(Records from a data collection)

[Begin]

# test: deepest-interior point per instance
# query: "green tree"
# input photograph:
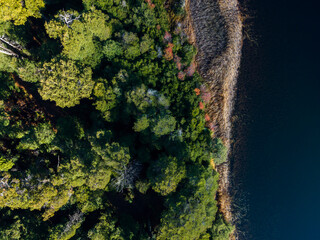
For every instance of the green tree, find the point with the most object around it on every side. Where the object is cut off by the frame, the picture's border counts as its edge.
(220, 152)
(81, 35)
(65, 82)
(221, 230)
(18, 11)
(106, 229)
(165, 174)
(164, 125)
(141, 124)
(112, 49)
(192, 211)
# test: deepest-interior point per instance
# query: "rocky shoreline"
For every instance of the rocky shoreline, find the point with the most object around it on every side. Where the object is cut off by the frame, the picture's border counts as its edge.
(215, 28)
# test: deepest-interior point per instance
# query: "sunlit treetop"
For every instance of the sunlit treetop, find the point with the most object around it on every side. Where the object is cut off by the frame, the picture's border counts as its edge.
(19, 10)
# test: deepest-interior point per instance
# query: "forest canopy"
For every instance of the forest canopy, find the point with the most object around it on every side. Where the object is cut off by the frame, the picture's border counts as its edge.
(103, 132)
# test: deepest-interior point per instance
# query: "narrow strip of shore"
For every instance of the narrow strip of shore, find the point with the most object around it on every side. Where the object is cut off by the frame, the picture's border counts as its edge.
(215, 27)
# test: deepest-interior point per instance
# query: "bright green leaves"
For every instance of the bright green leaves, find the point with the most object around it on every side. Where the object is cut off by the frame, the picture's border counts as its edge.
(18, 11)
(106, 99)
(80, 34)
(146, 44)
(141, 124)
(5, 164)
(220, 152)
(131, 45)
(154, 107)
(42, 134)
(165, 174)
(191, 212)
(220, 229)
(65, 82)
(164, 125)
(106, 229)
(112, 49)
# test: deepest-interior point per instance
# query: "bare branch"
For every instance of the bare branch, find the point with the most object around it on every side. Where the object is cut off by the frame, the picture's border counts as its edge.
(68, 18)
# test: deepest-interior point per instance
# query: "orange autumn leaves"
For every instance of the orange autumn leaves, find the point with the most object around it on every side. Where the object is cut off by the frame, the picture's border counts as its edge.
(169, 55)
(205, 96)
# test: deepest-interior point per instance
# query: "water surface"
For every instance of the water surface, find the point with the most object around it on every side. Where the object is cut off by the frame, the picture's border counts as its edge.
(277, 161)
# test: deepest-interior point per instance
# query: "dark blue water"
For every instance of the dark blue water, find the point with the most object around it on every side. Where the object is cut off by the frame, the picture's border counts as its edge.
(277, 167)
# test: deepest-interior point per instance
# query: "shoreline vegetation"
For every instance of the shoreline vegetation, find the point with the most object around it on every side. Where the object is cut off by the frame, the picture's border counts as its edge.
(107, 131)
(219, 44)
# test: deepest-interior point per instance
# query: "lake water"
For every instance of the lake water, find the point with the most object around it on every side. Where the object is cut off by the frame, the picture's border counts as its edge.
(276, 161)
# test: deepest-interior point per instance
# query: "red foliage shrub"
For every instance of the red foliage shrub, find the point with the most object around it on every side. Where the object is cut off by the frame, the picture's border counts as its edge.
(168, 52)
(201, 106)
(167, 37)
(191, 69)
(181, 75)
(177, 60)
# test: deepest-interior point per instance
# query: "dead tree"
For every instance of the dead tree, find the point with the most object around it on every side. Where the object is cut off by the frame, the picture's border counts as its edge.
(68, 18)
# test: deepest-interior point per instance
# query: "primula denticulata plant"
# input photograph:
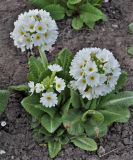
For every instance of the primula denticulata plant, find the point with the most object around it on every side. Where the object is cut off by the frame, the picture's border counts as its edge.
(130, 49)
(82, 11)
(73, 99)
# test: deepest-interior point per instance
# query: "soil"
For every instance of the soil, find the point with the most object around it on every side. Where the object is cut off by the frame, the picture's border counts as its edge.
(16, 137)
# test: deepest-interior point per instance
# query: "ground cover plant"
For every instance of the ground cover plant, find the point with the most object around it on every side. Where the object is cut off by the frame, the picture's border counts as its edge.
(130, 49)
(4, 96)
(72, 99)
(83, 11)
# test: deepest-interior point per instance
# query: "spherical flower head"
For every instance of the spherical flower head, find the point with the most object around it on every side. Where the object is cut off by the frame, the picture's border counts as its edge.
(59, 84)
(49, 99)
(95, 72)
(35, 28)
(39, 88)
(32, 87)
(55, 68)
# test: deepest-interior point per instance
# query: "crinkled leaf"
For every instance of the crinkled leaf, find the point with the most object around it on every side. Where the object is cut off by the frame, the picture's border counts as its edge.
(72, 122)
(120, 99)
(75, 99)
(121, 81)
(51, 123)
(74, 1)
(41, 3)
(130, 51)
(96, 116)
(50, 111)
(64, 59)
(36, 70)
(54, 148)
(90, 14)
(66, 106)
(77, 23)
(115, 114)
(85, 143)
(4, 96)
(56, 11)
(95, 130)
(29, 105)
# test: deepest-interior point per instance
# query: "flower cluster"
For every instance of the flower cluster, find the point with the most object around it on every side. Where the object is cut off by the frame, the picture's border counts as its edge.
(57, 85)
(35, 29)
(95, 72)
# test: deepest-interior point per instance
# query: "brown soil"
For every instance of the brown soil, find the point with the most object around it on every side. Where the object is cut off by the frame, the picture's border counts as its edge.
(16, 138)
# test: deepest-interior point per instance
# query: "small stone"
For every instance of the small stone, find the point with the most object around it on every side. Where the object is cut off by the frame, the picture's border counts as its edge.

[End]

Leave out the pictures and output the rest of the material exactly as written.

# test: deepest-interior point per instance
# query: "green tree"
# input photograph:
For every instance of the green tree, find the point with the most object around it on every side. Where the object is cut off by the frame, the picture's border counts as its edge.
(220, 152)
(81, 35)
(65, 82)
(221, 230)
(18, 11)
(106, 229)
(165, 174)
(164, 125)
(141, 124)
(112, 49)
(192, 211)
# test: deepest-interior point per instance
# query: "rocky shoreline"
For every instance of the rocky shoreline, find the point with the most object around it on every side. Where the object is cut off by the frame, the picture's border counts as its edge.
(215, 28)
# test: deepest-interior point per instance
# query: "sunlit treetop"
For every instance of the sunlit treetop, find the point with the most object around it on every side. Where the object is cut off by the frame, the picture's border counts as its edge.
(19, 10)
# test: deepest-interior point per instance
# query: "forest canopy"
For every instance of the forest canopy, find the point with the most object around it on every side. Where the object is cut off by the frame, the picture's border counts as its edge.
(103, 132)
# test: deepest-interior point per instance
# query: "narrow strip of shore"
For every instance of the narrow strip of shore, find the point with the most object around it on every side. Where the object is cut off by the frame, the picture's border counts as its edge.
(215, 27)
# test: deepest-interior point per instance
# query: "bright green leaves"
For every instance of the bright green leaves, find the point with the most object around it on every side. Where the object is cut off by the frame, the picture's border counts as its edge.
(18, 11)
(106, 99)
(80, 34)
(146, 44)
(141, 124)
(5, 164)
(220, 152)
(131, 45)
(154, 107)
(42, 134)
(165, 174)
(191, 212)
(220, 229)
(65, 82)
(164, 125)
(106, 229)
(112, 49)
# test: deepest-interior point per instance
# query: "bare branch"
For every instance of the bare branch, find the point with the most object around it on every side. Where the object is cut off by the frame, the picture's border counts as its edge.
(68, 18)
# test: deepest-interior point per instance
# query: "orange autumn leaves"
For every instance of the orange autumn leaves, find the point with the most object around it on every side. Where the object is cut off by the frame, the picture's border counts as its edge.
(169, 55)
(205, 96)
# test: deepest-interior point per instance
# query: "water surface"
For every instance of the water surface, find the point with the most object around it on every side. Where the object is cut off by the frame, the picture's border counts as its edge.
(277, 161)
# test: deepest-interior point per instance
# query: "dark blue water"
For every instance of the dark blue water, find the point with the most object around it on every side. Where the object is cut off by the frame, the picture's border counts as its edge.
(277, 167)
# test: deepest-interior point per instance
# query: "shoreline vegetation"
For every instance of the shoreline vegetation, find the point with the most object around it on every side. Where the object is cut off by the frame, the picture's border counts as its edge.
(107, 131)
(219, 44)
# test: deepest-interior point per instance
# query: "lake water"
For every instance of the lake water, find the point with the most object around it on every side. Where the object is cut off by the frame, the picture's border counts as its edge.
(276, 161)
# test: deepest-interior point per instance
# query: "red foliage shrub"
For every instance of the red foliage shrub, find the point with the most object around it on every side. Where the object is cut off by the frame, the picture's border counts as its edge.
(168, 52)
(201, 106)
(167, 37)
(191, 69)
(181, 75)
(177, 60)
# test: deepest-interior point per instance
# query: "dead tree"
For every instance of the dead tree, find the point with the most object around it on every side. Where the object is cut off by the frame, the picture's border counts as its edge.
(68, 18)
# test: deepest-interior point per instance
# query: "primula denticulata plant"
# input photograph:
For every instance of the primula denticulata plant, find the point with the most object around it on every side. Where the object is cut off by the frame, the picture's border counts as its edge.
(130, 49)
(82, 11)
(73, 99)
# test: deepest-interior point per instance
# query: "soil"
For every instance of the soil, find the point with the most object around it on every side. Where the object is cut off by the frame, the picture's border counts as its edge.
(16, 137)
# test: deepest-interior point per instance
# query: "ground cover plant"
For every instance of the ground cover plant, find the point with the most object around it on every side. Where the object is cut off by the frame, the picture's border counts as its edge.
(130, 49)
(4, 96)
(72, 99)
(83, 11)
# test: deepest-interior point per instance
# query: "spherical flower head"
For every instance of the spherical flower head, find the point with the most object around it on every side. Where the object is cut off by the frame, the picture's border counts as its edge.
(59, 84)
(49, 99)
(95, 72)
(35, 28)
(39, 88)
(32, 87)
(55, 68)
# test: deepest-interior point per instance
# query: "crinkled leaf"
For every instance of the crinkled leaf, find the point with the most object around it on every side. Where the object is cut off by the frame, the picture's border counts as its edge.
(72, 122)
(120, 99)
(75, 99)
(121, 81)
(51, 123)
(74, 1)
(41, 3)
(130, 51)
(96, 116)
(50, 111)
(64, 59)
(36, 70)
(54, 148)
(90, 14)
(66, 106)
(77, 23)
(115, 114)
(85, 143)
(4, 96)
(56, 11)
(95, 130)
(29, 105)
# test: deepest-interior point per instance
# query: "flower cluster"
For every instance of the flower cluster, find the point with the most object around it on every side. Where the object is cut off by the frame, the picture's border counts as its edge.
(57, 85)
(35, 29)
(95, 72)
# test: deepest-interior point per instance
# query: "brown soil"
For every instance of the brown soil, find the point with the most object around it on every side. Where the object is cut off by the frame, the picture's border counts as its edge.
(16, 138)
# test: deepest-interior point per instance
# query: "small stone"
For every instance of the small stone, find the point with the most object around it on every side. Where the object is cut off by the frame, the picture's border counts as its edge.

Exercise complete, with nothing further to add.